*EXERCISE TASK 1*: Please reproduce the passage of the museum review starting at "In Winchester, on" and ending at "textiles and handicrafts.".
*EXERCISE TASK 2*: In the museum review, what does the cafe specialize in?

start SELECTED EXCERPT

In Winchester, on the land of the historic Glen Burnie estate, is one of the finest small museums I've ever had an opportunity to appreciate it. This is one of those small places with an obvious deep love of their topic, run by people dedicated to it.

The Museum of the Shenandoah valley is relatively small, having a single floor of exhibit space with additional space for meetings, a library, a small gift shop, and an unusually fine cafe that specializes in a variety of tea and scones. with a couple of offerings for actual meals.

The exhibit floor has five major divisions. One part of it is dedicated to the antiques and collectibles assembled by the most recent owners of the Glen Burnie house. These run from paintings, statues and furniture to quilts small textiles and handicrafts.

Adjacent to what might be termed the "fine art" wing is a superb collection of textiles (quilts) artifacts, furniture and items that breath life into the the frontier life and rural life of the Shenandoah valley. There are antiques from the local area crafted by local artisans or owned by local families for a long period of time.

end SELECTED EXCERPT
start INFORMATION SUPPLIED

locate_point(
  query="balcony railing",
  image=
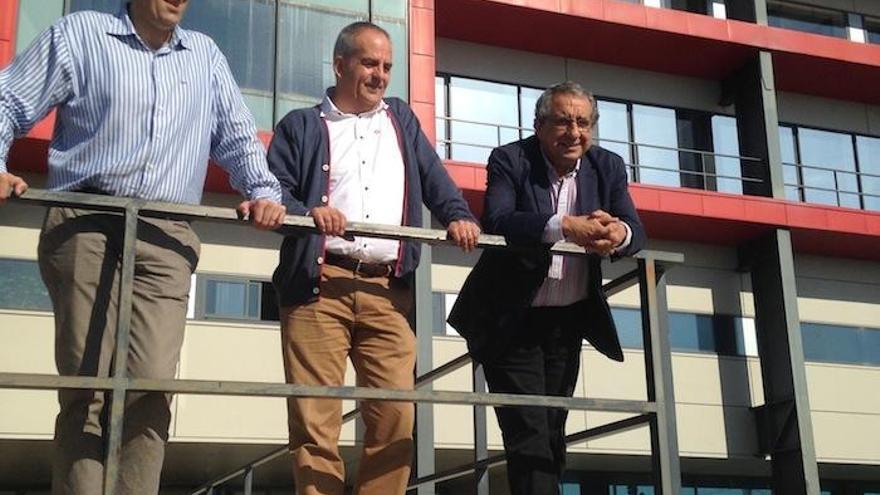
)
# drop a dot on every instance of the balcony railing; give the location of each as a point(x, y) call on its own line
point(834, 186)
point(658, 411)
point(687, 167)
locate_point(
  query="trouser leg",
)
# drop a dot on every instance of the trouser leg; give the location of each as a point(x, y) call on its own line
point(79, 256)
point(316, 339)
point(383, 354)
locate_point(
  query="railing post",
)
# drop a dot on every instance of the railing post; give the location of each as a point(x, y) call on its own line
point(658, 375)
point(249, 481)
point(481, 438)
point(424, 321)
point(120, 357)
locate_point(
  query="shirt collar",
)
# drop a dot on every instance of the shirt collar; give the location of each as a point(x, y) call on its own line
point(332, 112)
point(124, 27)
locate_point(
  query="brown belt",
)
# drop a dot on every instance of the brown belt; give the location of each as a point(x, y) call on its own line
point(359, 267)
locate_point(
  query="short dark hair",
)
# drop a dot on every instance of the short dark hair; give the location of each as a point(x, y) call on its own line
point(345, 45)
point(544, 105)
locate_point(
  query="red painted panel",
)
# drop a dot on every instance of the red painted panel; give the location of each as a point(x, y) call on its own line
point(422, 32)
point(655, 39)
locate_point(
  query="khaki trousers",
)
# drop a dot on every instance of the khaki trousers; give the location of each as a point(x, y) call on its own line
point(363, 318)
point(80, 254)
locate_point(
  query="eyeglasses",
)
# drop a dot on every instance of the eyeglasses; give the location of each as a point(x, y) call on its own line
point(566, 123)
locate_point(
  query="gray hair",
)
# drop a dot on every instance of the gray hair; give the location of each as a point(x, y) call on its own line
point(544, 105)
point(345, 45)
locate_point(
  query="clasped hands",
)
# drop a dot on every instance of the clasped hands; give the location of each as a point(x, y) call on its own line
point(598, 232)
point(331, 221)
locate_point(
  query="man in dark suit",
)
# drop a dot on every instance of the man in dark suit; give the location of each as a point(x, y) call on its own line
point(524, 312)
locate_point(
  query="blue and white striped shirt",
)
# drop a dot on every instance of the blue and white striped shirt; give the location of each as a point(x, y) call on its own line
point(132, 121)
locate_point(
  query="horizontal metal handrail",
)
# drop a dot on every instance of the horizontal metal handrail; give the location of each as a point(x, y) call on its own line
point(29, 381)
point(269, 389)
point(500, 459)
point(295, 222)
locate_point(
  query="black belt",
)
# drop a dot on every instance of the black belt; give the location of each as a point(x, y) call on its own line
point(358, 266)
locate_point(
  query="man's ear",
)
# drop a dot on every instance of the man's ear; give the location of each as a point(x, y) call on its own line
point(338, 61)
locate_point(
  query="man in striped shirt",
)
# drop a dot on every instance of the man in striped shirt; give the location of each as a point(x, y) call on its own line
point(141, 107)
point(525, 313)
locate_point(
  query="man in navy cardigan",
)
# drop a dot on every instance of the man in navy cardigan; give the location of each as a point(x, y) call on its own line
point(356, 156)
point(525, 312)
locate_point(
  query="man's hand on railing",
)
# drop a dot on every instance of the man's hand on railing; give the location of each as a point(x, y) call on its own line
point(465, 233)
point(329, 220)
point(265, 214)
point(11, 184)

end INFORMATION SUPPLIED
start INFORMATION SUPPLIED

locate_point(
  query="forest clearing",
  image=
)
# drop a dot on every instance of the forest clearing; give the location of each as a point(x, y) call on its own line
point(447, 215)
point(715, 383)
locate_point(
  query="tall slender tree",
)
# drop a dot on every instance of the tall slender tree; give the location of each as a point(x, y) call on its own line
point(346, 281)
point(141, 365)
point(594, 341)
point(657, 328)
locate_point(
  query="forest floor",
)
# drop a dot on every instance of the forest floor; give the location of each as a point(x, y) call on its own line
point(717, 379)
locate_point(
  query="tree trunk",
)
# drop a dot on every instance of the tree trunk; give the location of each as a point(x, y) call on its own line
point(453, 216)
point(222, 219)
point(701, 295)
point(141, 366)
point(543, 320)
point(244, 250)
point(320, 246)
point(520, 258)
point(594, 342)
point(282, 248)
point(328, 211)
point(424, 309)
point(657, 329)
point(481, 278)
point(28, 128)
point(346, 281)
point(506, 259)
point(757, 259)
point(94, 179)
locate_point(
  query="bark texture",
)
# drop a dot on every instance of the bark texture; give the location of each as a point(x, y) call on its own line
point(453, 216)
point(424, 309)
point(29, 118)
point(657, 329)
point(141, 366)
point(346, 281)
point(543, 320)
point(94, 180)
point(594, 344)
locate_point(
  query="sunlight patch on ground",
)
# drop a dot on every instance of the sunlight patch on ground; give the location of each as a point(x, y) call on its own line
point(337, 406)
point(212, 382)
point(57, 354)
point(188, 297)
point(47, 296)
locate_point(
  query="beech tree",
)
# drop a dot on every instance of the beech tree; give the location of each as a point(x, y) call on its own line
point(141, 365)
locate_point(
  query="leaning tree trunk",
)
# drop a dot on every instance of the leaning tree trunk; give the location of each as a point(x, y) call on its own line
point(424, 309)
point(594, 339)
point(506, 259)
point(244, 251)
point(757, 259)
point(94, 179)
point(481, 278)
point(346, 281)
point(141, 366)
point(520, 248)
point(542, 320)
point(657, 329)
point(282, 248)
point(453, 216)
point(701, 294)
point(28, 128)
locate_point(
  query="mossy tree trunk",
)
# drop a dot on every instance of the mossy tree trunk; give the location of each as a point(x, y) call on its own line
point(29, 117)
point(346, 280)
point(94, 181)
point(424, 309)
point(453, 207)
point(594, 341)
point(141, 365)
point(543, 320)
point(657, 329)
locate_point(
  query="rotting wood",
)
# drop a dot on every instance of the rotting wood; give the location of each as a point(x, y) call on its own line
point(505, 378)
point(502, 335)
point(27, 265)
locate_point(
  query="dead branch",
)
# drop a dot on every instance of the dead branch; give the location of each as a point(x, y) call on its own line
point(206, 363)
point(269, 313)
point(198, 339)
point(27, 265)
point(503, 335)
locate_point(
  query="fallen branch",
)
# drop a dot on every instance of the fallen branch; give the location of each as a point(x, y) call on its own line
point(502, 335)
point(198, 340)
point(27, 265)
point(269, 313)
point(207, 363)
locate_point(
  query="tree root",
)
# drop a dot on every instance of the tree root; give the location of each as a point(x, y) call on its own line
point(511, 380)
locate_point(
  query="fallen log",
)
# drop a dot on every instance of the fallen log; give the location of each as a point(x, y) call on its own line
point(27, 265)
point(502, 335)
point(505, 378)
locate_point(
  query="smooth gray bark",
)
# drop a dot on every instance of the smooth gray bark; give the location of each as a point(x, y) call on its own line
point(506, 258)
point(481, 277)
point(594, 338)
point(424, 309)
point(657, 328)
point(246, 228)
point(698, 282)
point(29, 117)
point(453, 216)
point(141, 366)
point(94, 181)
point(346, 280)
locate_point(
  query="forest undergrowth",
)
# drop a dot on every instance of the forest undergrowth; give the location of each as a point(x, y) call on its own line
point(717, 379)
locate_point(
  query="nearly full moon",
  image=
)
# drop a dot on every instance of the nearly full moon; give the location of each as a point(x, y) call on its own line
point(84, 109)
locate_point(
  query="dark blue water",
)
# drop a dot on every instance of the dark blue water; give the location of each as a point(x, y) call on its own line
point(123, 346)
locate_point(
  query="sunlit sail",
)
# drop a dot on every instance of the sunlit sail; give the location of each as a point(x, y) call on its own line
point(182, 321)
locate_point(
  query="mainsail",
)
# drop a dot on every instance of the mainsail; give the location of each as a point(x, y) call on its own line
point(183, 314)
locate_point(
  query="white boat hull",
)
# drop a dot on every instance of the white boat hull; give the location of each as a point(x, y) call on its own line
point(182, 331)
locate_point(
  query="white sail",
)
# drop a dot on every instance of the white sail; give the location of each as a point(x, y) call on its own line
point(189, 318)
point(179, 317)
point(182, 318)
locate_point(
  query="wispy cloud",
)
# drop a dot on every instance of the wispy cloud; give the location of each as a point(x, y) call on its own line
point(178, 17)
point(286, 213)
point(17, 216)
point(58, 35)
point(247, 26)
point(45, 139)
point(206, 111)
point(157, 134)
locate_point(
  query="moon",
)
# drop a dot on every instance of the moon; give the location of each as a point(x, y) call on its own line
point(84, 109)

end INFORMATION SUPPLIED

*FINAL RESULT 1*:
In Winchester, on the land of the historic Glen Burnie estate, is one of the finest small museums I've ever had an opportunity to appreciate it. This is one of those small places with an obvious deep love of their topic, run by people dedicated to it.

The Museum of the Shenandoah valley is relatively small, having a single floor of exhibit space with additional space for meetings, a library, a small gift shop, and an unusually fine cafe that specializes in a variety of tea and scones. with a couple of offerings for actual meals.

The exhibit floor has five major divisions. One part of it is dedicated to the antiques and collectibles assembled by the most recent owners of the Glen Burnie house. These run from paintings, statues and furniture to quilts small textiles and handicrafts.

*FINAL RESULT 2*: A variety of tea and scones.